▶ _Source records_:
-- -- --
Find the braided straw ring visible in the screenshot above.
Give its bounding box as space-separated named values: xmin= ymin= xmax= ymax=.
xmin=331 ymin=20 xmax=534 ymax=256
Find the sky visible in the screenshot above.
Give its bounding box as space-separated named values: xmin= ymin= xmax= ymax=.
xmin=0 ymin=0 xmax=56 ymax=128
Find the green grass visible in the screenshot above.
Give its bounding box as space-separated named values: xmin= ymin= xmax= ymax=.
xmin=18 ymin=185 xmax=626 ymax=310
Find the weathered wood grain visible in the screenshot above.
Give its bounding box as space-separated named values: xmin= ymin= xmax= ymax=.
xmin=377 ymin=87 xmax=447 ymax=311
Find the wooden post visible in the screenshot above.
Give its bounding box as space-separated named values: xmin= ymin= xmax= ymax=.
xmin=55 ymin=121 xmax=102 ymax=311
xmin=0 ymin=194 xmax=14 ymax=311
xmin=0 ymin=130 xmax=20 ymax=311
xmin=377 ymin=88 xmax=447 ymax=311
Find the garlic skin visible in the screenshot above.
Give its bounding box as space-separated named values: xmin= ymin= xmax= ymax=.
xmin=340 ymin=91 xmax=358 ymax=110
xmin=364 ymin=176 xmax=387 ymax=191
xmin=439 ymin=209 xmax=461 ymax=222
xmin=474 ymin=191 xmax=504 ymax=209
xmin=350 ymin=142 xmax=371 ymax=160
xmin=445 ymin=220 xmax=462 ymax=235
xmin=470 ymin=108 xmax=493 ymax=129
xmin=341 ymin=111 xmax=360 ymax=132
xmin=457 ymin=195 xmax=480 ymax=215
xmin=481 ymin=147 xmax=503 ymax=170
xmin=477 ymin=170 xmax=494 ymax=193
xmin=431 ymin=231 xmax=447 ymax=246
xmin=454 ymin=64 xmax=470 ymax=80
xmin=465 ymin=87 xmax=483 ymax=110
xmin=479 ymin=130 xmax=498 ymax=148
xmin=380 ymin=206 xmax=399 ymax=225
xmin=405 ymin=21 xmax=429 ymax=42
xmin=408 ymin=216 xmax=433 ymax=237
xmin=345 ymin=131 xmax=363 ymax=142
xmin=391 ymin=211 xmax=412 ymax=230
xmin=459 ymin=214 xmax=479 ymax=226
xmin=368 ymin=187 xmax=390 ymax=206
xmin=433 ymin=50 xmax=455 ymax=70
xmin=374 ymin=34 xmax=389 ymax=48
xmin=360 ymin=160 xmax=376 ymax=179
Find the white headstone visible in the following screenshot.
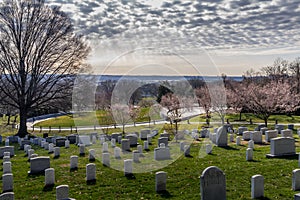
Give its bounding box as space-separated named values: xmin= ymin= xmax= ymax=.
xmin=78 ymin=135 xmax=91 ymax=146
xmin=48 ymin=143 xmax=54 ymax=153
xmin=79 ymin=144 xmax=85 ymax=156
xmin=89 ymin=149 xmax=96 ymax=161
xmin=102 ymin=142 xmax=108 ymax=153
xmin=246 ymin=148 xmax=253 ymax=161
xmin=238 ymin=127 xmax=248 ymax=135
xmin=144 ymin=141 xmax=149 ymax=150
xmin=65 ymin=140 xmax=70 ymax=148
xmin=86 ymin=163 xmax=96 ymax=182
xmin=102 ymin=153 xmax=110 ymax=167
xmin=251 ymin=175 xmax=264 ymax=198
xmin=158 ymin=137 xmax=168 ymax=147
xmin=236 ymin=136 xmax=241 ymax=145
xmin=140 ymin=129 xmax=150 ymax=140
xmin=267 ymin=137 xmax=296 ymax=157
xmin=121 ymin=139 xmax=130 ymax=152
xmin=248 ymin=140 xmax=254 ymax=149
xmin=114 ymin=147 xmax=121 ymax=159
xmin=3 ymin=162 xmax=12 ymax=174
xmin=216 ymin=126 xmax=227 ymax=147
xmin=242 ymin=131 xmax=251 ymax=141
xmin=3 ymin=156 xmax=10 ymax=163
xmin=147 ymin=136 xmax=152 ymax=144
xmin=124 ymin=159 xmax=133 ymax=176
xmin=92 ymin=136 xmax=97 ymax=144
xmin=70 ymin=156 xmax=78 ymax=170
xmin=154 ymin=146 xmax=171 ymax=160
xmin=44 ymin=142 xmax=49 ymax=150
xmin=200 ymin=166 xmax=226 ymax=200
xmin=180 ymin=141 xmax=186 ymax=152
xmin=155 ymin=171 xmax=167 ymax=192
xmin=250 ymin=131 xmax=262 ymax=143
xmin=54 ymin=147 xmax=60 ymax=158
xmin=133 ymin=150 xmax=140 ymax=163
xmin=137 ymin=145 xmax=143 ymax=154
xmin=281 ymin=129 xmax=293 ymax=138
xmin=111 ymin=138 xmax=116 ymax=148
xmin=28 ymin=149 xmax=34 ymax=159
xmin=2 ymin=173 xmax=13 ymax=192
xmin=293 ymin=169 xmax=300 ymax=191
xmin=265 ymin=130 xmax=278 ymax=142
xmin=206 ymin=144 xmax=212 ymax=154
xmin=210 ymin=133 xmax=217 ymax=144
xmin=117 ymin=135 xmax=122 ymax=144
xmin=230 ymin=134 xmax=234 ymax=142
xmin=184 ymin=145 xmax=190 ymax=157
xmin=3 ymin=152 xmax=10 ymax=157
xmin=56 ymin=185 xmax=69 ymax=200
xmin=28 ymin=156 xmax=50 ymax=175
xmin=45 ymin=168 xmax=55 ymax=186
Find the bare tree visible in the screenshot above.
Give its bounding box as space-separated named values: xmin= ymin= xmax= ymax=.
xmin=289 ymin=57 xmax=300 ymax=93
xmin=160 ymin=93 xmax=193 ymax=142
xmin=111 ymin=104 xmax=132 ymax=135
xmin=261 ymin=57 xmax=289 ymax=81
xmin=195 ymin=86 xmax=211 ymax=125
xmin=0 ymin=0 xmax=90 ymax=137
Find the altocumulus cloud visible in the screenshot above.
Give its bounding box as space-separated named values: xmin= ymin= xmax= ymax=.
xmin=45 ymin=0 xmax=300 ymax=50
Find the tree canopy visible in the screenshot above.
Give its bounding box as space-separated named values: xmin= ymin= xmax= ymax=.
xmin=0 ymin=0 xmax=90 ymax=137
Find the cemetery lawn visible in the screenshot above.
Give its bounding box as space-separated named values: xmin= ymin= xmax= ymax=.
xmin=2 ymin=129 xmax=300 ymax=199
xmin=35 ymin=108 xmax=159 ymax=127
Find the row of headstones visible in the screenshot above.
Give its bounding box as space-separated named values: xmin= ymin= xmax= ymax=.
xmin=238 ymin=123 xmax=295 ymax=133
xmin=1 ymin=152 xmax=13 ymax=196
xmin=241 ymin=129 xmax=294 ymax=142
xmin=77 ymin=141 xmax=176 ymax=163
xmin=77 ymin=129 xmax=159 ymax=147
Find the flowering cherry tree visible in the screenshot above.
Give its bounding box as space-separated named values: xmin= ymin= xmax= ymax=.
-- -- --
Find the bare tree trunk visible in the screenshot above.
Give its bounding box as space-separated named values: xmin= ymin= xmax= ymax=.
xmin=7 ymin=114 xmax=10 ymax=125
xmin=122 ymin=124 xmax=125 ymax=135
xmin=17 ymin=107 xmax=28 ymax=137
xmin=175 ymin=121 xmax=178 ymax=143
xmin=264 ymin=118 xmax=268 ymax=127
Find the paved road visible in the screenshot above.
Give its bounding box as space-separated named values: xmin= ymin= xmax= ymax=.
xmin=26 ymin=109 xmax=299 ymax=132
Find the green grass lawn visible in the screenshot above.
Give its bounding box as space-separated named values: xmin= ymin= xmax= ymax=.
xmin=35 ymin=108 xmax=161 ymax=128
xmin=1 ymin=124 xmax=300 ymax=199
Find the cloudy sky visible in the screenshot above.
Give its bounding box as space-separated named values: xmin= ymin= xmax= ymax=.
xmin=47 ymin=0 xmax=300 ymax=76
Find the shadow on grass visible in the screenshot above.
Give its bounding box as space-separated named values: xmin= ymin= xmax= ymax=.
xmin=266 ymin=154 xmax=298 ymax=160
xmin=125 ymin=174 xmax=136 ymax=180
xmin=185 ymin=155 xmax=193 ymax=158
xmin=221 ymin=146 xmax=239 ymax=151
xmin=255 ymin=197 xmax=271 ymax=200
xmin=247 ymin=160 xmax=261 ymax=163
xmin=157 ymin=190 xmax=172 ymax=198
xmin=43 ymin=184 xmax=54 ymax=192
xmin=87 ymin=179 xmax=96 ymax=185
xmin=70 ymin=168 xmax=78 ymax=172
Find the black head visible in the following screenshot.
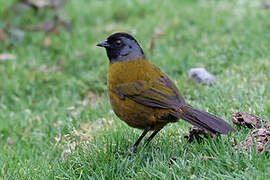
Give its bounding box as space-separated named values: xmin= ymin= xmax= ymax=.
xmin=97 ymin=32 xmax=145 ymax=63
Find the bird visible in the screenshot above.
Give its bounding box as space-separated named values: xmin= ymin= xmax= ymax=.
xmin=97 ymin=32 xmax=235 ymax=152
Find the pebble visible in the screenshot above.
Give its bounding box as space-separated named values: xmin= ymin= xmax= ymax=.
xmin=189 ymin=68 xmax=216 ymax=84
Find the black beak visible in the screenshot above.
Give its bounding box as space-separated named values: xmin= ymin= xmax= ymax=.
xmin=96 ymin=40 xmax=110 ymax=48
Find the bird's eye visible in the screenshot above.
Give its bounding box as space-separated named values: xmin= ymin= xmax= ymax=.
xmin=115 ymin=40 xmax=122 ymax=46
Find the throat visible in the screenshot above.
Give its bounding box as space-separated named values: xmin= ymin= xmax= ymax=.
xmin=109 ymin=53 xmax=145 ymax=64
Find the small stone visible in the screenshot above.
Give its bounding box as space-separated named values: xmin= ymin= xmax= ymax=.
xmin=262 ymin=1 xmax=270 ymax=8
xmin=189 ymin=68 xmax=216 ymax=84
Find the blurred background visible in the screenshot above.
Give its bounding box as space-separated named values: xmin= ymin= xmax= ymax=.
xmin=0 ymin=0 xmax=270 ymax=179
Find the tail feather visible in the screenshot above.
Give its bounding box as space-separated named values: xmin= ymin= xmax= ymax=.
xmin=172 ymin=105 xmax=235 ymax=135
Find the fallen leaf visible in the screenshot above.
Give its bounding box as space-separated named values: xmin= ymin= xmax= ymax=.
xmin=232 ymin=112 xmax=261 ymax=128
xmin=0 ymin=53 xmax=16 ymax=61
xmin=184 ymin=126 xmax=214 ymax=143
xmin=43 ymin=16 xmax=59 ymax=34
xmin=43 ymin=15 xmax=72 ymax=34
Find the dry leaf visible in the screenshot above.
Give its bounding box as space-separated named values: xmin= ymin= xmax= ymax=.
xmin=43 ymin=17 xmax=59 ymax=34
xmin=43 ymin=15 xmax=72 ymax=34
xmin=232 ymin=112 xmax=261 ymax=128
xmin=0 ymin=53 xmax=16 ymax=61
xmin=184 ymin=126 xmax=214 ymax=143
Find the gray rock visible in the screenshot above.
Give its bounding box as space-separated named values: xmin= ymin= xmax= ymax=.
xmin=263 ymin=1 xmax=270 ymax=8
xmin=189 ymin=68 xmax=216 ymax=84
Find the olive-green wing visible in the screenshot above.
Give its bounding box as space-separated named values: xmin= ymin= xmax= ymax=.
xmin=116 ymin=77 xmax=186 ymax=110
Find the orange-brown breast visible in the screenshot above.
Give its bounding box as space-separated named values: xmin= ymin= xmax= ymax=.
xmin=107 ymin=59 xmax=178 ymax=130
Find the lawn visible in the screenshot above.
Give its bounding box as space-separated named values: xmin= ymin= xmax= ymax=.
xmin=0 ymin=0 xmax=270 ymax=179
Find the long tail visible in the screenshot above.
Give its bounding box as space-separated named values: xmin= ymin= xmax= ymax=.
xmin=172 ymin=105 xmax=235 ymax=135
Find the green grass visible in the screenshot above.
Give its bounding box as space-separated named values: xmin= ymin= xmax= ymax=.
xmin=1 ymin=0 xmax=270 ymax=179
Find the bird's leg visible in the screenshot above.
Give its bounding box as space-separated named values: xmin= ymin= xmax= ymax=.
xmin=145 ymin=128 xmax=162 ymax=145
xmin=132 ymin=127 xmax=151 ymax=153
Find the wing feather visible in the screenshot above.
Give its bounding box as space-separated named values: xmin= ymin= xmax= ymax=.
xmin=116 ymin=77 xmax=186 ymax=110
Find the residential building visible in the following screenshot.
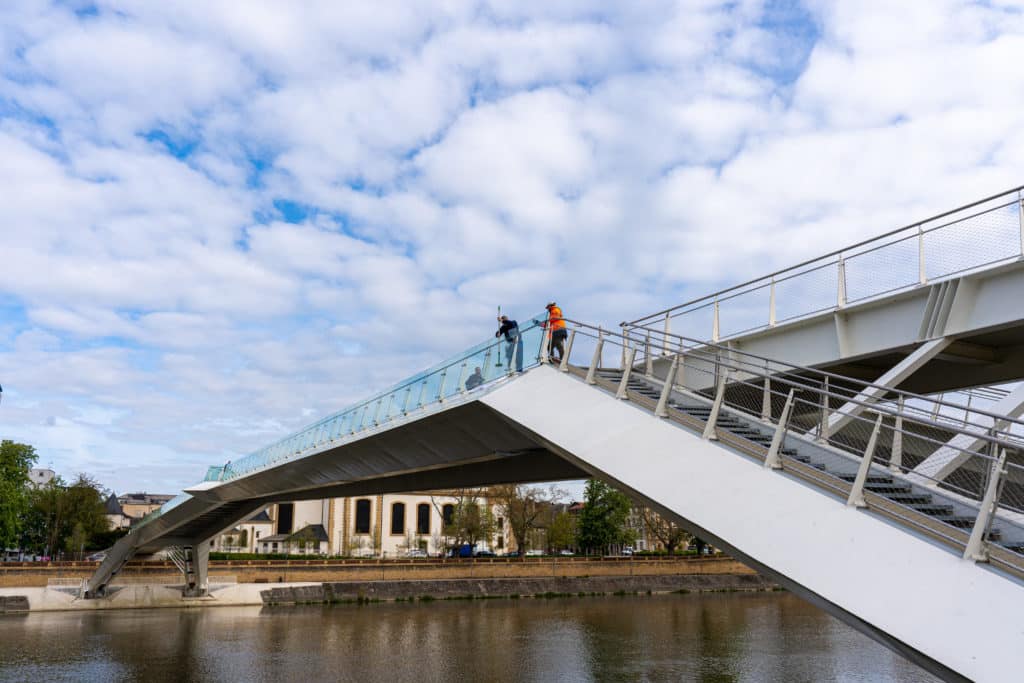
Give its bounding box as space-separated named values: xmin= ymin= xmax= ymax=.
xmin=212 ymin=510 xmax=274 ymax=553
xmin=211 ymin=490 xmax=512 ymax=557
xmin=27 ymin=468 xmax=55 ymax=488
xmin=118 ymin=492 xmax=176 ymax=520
-- -- --
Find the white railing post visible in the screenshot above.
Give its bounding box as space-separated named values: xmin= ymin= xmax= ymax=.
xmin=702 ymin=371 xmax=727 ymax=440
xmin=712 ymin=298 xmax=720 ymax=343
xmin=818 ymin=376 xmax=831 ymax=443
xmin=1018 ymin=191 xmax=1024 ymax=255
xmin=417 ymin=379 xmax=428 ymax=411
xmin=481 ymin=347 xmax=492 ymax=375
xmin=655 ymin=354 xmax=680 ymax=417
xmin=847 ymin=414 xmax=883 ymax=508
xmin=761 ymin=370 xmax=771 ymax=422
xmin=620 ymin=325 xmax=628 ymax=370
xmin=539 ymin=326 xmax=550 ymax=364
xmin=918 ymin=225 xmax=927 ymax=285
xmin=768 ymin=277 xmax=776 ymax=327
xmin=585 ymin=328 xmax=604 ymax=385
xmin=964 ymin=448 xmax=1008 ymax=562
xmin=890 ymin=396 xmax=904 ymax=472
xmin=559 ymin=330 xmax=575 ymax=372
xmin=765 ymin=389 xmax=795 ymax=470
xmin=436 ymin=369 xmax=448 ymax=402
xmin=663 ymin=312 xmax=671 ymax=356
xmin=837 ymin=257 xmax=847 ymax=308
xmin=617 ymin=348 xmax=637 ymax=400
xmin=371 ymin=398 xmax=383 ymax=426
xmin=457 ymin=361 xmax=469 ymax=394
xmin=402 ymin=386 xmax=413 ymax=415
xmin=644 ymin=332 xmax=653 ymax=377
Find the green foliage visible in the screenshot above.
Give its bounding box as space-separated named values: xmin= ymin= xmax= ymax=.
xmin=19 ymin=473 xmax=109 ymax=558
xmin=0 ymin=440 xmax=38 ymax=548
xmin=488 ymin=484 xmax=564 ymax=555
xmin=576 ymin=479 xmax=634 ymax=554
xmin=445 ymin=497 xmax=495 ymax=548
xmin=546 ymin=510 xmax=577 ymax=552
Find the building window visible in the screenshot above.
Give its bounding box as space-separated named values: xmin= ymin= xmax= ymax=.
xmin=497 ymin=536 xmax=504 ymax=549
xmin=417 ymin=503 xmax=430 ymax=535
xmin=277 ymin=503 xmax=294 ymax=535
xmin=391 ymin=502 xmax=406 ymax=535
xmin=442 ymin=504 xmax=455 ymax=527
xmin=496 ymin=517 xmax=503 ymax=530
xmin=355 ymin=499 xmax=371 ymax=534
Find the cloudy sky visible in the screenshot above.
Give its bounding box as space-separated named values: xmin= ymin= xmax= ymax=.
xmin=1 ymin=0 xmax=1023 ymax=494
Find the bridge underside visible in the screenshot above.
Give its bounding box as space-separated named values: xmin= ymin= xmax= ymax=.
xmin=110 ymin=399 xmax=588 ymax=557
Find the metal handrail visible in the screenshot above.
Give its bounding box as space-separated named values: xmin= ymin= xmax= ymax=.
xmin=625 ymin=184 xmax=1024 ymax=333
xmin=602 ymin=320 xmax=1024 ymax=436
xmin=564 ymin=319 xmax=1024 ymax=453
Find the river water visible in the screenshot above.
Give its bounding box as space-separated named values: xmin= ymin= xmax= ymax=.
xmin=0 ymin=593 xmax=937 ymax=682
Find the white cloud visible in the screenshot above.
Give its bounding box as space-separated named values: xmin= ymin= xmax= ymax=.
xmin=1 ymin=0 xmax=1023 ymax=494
-- -- --
▶ _WHAT YOU ARE ASKED TO DO_:
Your task is to restate, word for word, only those lines above that fall between the line holding "Find the braided" and the line holding "Find the weathered", inclusive.

▶ _REPLY_:
Find the braided straw ring visible in the screenshot above.
Give its bounding box as space-separated named values: xmin= ymin= xmax= ymax=.
xmin=331 ymin=20 xmax=534 ymax=256
Find the sky visible in the screenshot above.
Give its bounding box as space-separated named values: xmin= ymin= xmax= ymax=.
xmin=0 ymin=0 xmax=56 ymax=128
Find the green grass visible in the screenshot above.
Give its bounding box as space-separated named values: xmin= ymin= xmax= ymax=.
xmin=18 ymin=185 xmax=626 ymax=310
Find the weathered wood grain visible in the screenshot above.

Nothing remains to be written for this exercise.